TO BE DONE - Can you retype every record below exactly as written?
● ● ●
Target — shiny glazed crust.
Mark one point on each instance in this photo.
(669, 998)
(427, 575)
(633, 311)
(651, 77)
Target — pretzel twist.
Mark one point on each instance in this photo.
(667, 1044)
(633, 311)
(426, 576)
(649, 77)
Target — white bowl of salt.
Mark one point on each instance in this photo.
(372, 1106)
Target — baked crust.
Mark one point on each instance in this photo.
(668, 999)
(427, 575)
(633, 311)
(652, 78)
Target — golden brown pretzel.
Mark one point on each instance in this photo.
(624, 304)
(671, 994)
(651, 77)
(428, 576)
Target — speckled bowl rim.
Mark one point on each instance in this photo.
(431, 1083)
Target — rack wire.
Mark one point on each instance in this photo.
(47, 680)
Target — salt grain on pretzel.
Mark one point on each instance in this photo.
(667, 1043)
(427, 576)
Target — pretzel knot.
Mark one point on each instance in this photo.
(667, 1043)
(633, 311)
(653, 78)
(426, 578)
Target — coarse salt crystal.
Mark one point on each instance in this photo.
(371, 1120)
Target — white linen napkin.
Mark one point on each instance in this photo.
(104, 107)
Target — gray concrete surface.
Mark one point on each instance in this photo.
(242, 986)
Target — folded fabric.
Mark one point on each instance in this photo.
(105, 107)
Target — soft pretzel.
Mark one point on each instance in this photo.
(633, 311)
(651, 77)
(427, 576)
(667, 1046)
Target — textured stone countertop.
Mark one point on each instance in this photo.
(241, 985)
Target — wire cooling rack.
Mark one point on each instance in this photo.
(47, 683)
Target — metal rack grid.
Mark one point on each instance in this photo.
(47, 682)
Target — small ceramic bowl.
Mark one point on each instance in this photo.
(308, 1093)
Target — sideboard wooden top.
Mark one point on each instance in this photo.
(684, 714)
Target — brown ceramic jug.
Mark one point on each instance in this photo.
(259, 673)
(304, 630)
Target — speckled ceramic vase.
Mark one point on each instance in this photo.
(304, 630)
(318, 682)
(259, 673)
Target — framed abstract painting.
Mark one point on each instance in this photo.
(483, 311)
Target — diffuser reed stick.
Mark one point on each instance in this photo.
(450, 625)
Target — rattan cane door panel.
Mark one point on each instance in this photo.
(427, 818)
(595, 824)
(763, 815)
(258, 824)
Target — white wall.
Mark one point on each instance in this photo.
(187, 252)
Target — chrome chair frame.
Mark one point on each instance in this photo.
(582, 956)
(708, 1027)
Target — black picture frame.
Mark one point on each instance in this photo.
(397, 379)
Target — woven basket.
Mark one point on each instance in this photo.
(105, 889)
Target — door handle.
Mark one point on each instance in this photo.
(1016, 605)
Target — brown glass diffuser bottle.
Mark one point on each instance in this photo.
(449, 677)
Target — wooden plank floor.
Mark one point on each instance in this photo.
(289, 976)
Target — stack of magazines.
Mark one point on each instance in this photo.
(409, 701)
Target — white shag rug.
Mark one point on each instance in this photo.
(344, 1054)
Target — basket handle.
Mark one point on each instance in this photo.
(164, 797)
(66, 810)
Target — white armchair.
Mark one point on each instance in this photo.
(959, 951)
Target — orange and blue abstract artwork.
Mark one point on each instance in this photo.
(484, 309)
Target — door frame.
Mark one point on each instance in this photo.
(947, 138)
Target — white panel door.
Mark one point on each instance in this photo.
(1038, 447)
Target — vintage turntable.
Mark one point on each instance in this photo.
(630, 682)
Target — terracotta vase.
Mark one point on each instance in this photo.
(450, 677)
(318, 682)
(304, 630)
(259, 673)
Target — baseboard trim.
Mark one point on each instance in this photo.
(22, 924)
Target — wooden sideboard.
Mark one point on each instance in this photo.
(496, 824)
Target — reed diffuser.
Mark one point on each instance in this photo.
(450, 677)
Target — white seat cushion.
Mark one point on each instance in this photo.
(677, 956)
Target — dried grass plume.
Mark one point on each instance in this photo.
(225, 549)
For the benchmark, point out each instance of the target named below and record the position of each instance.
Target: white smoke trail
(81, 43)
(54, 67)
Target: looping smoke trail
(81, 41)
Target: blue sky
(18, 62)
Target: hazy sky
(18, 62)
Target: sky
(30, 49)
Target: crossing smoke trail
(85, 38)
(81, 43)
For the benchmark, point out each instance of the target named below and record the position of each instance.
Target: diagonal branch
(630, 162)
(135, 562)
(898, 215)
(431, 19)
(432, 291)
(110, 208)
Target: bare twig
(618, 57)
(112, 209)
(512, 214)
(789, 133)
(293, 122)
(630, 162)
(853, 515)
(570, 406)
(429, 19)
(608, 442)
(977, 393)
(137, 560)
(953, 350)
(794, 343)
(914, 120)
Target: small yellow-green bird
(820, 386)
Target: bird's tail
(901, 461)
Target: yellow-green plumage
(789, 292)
● ● ●
EXERCISE SOLUTION -
Target — shiny glazed crust.
Mark one point on each instance in this photo.
(669, 998)
(427, 575)
(633, 311)
(651, 77)
Target — pretzel twist.
Mark one point on each instance in this photo.
(667, 1044)
(633, 311)
(426, 576)
(649, 77)
Target — white bowl of salt.
Mark one point on each instance in this photo.
(372, 1106)
Target — baked crust.
Mark one point on each instance in this photo.
(668, 999)
(427, 575)
(633, 311)
(652, 78)
Target — golden brown pretzel.
Mark one point on each instance in this photo.
(624, 304)
(671, 994)
(651, 77)
(428, 576)
Target — speckled bowl rim.
Mark one point on each instance in this photo.
(431, 1083)
Target — rack wire.
Mark one point on each instance in this photo.
(47, 680)
Target — salt grain on pretzel.
Mark one point on each instance in this photo.
(667, 1043)
(427, 576)
Target — pretzel knot.
Mark one point on each instance in this photo.
(667, 1043)
(633, 311)
(653, 78)
(426, 578)
Target — coarse salt crystal.
Mark one point on each instance in this photo.
(371, 1120)
Target — white linen napkin.
Mark one point on each instance in this photo.
(104, 107)
Target — gray concrete surface.
Mark one point on each instance in this photo.
(242, 986)
Target — folded fabric.
Mark one point on each instance in this photo.
(105, 107)
Target — soft pretzel.
Mark one point on each instance in this photo.
(633, 311)
(651, 77)
(427, 576)
(667, 1046)
Target — textured stone countertop.
Mark one point on each instance in this photo.
(241, 985)
Target — wire cooling rack.
Mark one point on each instance in this photo.
(47, 683)
Target — metal rack grid.
Mark one point on each instance in this photo.
(47, 682)
Target — small ceramic bowl.
Mark one point on each instance in this photo.
(308, 1093)
Target — sideboard wooden top.
Mark one point on each instance in this photo.
(684, 714)
Target — brown ceramic jug.
Mark one point on each instance in this photo.
(259, 673)
(304, 630)
Target — speckled ceramic vase.
Mark one point on each instance in this photo.
(304, 630)
(318, 682)
(259, 673)
Target — framed abstract painting.
Mark one point on each instance in this photo.
(483, 311)
Target — diffuser reed stick.
Mark one point on each instance in this photo.
(450, 625)
Target — rattan cane door panel.
Mark one point on each instance in this photo.
(427, 818)
(595, 824)
(763, 815)
(258, 824)
Target — white wall.
Mark one point on each instance in this photo.
(187, 252)
Target — chrome chair frame.
Mark one point on each instance in this photo.
(582, 956)
(708, 1027)
Target — black picture frame.
Mark one point on each instance in this photo.
(397, 379)
Target — woven basket.
Mark one point on each instance in this photo.
(105, 889)
Target — door handle.
Mark one point on each instance in this photo.
(1016, 605)
Target — brown glass diffuser bottle.
Mark one point on each instance in this photo.
(449, 677)
Target — wooden plank floor.
Mark one point on each instance in this photo.
(289, 976)
Target — stack of magazines.
Mark one point on each instance in this photo.
(409, 701)
Target — white shag rug.
Mark one point on each instance in this photo.
(344, 1054)
Target — basket handle.
Mark one point on each instance in this photo.
(164, 797)
(66, 810)
Target — white armchair.
Mark one point on each instance in this photo.
(959, 951)
Target — orange and blue abstract artwork.
Mark one point on each instance in this photo.
(484, 309)
Target — door frame.
Mark one point on each instance in this photo.
(947, 138)
Target — white panel door.
Mark one point on each instance in this photo.
(1038, 447)
Target — vintage turntable.
Mark one point on each instance in this photo.
(630, 682)
Target — terracotta vase.
Mark one point on each instance in this photo.
(450, 677)
(318, 682)
(304, 630)
(259, 673)
Target — baseboard trim.
Mark one point on each instance in this photo.
(22, 924)
Target — wooden sideboard.
Mark one point on each instance in this photo.
(496, 824)
Target — reed diffuser.
Mark one point on each instance in this photo.
(450, 677)
Target — white seat cushion.
Mark one point on each instance in this photo.
(677, 956)
Target — dried grass plume.
Mark one point on each instance in this photo.
(225, 549)
For the benchmark, point out each instance of the target named below and record the position of each instance.
Target: white smoke trail
(81, 43)
(54, 67)
Target: looping smoke trail
(81, 41)
Target: blue sky
(18, 62)
Target: hazy sky
(18, 62)
Target: sky
(30, 49)
Target: crossing smoke trail
(85, 38)
(81, 43)
For the benchmark, point out each instance of the target named below and record the position of each instance.
Target: diagonal branch
(630, 162)
(135, 562)
(898, 215)
(431, 19)
(432, 291)
(110, 208)
Target: bare twig
(618, 57)
(112, 209)
(512, 214)
(789, 133)
(293, 122)
(630, 162)
(853, 515)
(570, 406)
(429, 19)
(608, 442)
(977, 393)
(137, 560)
(953, 350)
(794, 343)
(914, 120)
Target: small yellow-green bird
(820, 386)
Target: bird's tail
(901, 461)
Target: yellow-green plumage
(789, 292)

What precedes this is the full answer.